-- Work to do --
Rewrite the data below, replacing "pendant light shade" with "ceiling lamp" and leaving every other line and character as it is.

-- Entries supplied --
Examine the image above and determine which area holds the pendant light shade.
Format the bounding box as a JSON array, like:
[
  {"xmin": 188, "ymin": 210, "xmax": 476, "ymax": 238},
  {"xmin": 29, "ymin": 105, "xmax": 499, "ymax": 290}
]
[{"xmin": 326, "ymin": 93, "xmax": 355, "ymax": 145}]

-- Result below --
Examine the image above and determine which area holds the ceiling lamp.
Format the bounding box as a JSON array, like:
[
  {"xmin": 188, "ymin": 210, "xmax": 476, "ymax": 238},
  {"xmin": 29, "ymin": 105, "xmax": 499, "ymax": 290}
]
[{"xmin": 326, "ymin": 93, "xmax": 355, "ymax": 145}]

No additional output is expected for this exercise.